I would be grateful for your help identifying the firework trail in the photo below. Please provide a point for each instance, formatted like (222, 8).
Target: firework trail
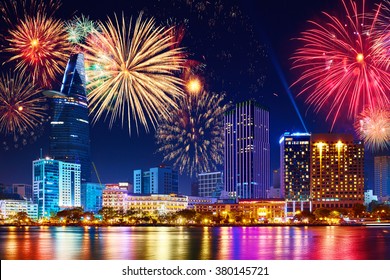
(80, 28)
(373, 127)
(38, 46)
(192, 136)
(22, 106)
(130, 69)
(342, 64)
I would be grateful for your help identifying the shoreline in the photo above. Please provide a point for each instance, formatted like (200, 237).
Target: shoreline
(192, 225)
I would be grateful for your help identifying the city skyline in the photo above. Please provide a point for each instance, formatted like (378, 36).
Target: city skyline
(139, 151)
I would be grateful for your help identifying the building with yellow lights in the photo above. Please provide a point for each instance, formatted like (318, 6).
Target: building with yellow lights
(336, 171)
(161, 203)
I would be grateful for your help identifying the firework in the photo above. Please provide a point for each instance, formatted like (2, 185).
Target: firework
(373, 127)
(39, 47)
(342, 64)
(130, 71)
(192, 136)
(80, 28)
(22, 107)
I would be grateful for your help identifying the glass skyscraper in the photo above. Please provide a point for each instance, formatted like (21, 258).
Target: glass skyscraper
(69, 139)
(247, 151)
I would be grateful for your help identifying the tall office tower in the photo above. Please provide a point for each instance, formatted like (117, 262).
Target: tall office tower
(157, 180)
(337, 171)
(295, 166)
(382, 177)
(69, 139)
(247, 151)
(209, 183)
(56, 186)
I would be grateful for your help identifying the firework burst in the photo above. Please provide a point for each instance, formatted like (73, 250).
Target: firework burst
(80, 28)
(373, 127)
(39, 46)
(342, 63)
(22, 107)
(130, 69)
(192, 136)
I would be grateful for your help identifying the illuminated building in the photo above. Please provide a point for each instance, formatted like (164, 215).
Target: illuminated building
(92, 197)
(10, 207)
(337, 171)
(369, 197)
(56, 185)
(247, 151)
(382, 177)
(69, 136)
(115, 195)
(157, 203)
(254, 210)
(295, 171)
(23, 190)
(210, 183)
(157, 180)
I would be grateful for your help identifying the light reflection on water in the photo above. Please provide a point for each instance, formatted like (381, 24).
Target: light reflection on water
(169, 243)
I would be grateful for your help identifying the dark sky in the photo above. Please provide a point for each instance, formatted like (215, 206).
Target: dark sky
(241, 44)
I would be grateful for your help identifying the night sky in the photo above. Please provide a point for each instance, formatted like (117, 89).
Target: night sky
(241, 45)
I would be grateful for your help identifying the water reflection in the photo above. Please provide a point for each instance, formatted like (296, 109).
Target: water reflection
(169, 243)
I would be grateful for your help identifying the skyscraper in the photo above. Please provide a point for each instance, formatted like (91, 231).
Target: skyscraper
(382, 177)
(295, 166)
(156, 180)
(69, 139)
(56, 185)
(247, 151)
(337, 171)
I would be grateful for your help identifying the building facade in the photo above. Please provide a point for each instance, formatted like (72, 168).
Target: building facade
(24, 190)
(210, 184)
(156, 180)
(337, 171)
(295, 166)
(56, 186)
(247, 151)
(11, 207)
(382, 178)
(92, 197)
(69, 135)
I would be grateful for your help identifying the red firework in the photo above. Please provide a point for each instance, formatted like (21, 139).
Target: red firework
(39, 46)
(342, 63)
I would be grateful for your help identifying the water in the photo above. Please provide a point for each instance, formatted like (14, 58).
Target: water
(193, 243)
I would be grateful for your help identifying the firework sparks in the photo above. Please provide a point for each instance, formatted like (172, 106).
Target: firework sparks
(192, 136)
(22, 107)
(343, 64)
(130, 70)
(80, 28)
(39, 46)
(373, 127)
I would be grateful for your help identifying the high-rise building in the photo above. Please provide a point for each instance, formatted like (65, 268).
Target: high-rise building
+++
■ TASK DIRECTIONS
Pictures aside, repeat each entry in full and without change.

■ SOLUTION
I would be grateful for your help identifying the firework trail in the photo below. Please provide a point for each instance, formatted like (222, 8).
Target: firework trail
(80, 28)
(373, 127)
(38, 46)
(192, 136)
(22, 106)
(130, 69)
(342, 64)
I would be grateful for your help identifying the shoreline in the photo above. Please provide a point for each instance, formatted like (200, 237).
Target: shoreline
(192, 225)
I would be grateful for your help identifying the city skyline in the photo above. Please provide a point for each instance, formatted like (378, 36).
Target: city skyline
(139, 151)
I would be grateful for your help identifying the building with yellow lights in the photo above. Please provide a point for each instance, formatted like (318, 6).
Target: building with yellow lights
(336, 171)
(161, 203)
I would be grateful for your help identifying the firework in the photo above. Please provide a point for each instance, formatted like (2, 185).
Target: firework
(373, 127)
(39, 47)
(342, 64)
(130, 71)
(192, 136)
(80, 28)
(22, 107)
I would be grateful for your help identifying the glass skyscraper in the photo above. Please provide a point for each instance, formatted like (21, 258).
Target: glass skyscraper
(69, 139)
(247, 151)
I would be grateful for your help identifying the tall office tower in the photo above. Please provide a point for each instance, formatted like (117, 262).
Target: tall office tower
(157, 180)
(337, 171)
(295, 166)
(382, 177)
(69, 139)
(247, 151)
(209, 183)
(56, 186)
I would be grateful for your help identifying the firework burst in the photo above. Please provide a point for each instance, formatted like (73, 250).
Target: firework burst
(80, 28)
(373, 127)
(39, 46)
(342, 63)
(22, 107)
(130, 69)
(192, 136)
I would be grateful for your help identifying the illuminated building in the photo above. Please provide a point for each instance, formatted like (164, 215).
Target: illuminated building
(92, 197)
(10, 207)
(337, 171)
(369, 197)
(56, 185)
(247, 151)
(382, 177)
(69, 136)
(115, 195)
(157, 203)
(254, 210)
(295, 171)
(23, 190)
(210, 183)
(157, 180)
I would be grateful for your help identifying the light reflection on water in the photo above. Please provide a point for each instance, formatted like (381, 24).
Target: light reflection on water
(169, 243)
I would be grateful for your help identifying the dark sky in the photo above. Please provide a point for each instance, formatted like (215, 206).
Target: dark sky
(241, 44)
I would be grateful for your help identifying the night sky in the photo above. Please provide a point for each instance, formatted like (117, 89).
Target: night sky
(241, 45)
I would be grateful for your help identifying the water reflection in the photo above. Please provide a point for each instance, formatted like (296, 109).
Target: water reflection
(169, 243)
I would be grateful for your help identifying the skyscraper in the photo above. Please provide a point for each instance, formatted like (91, 231).
Target: skyscraper
(382, 177)
(295, 166)
(156, 180)
(69, 139)
(56, 185)
(247, 151)
(337, 171)
I would be grateful for your help identifying the building facade in the photo above. Please provide a point for each instance, formatted like (72, 168).
Target: building facade
(24, 190)
(210, 184)
(156, 180)
(337, 171)
(295, 166)
(56, 186)
(247, 151)
(11, 207)
(382, 178)
(92, 197)
(69, 135)
I would be grateful for your help identifying the red firework in the photo above. Please provide a point for each instance, formatted like (21, 139).
Target: red firework
(39, 46)
(342, 63)
I would be grateful for your help identifying the water in the photo above. Please provide a point for each instance, formatted like (14, 58).
Target: water
(193, 243)
I would be grateful for your help identifying the firework sparks in the photo above. Please provide a point for each instance, formatted like (172, 106).
Target: firework sparks
(192, 136)
(22, 107)
(343, 64)
(130, 70)
(80, 28)
(39, 46)
(373, 127)
I would be grateful for your help identifying the high-rise building in the photo above. Please provide a point for each instance, formatted like (65, 268).
Target: high-rise building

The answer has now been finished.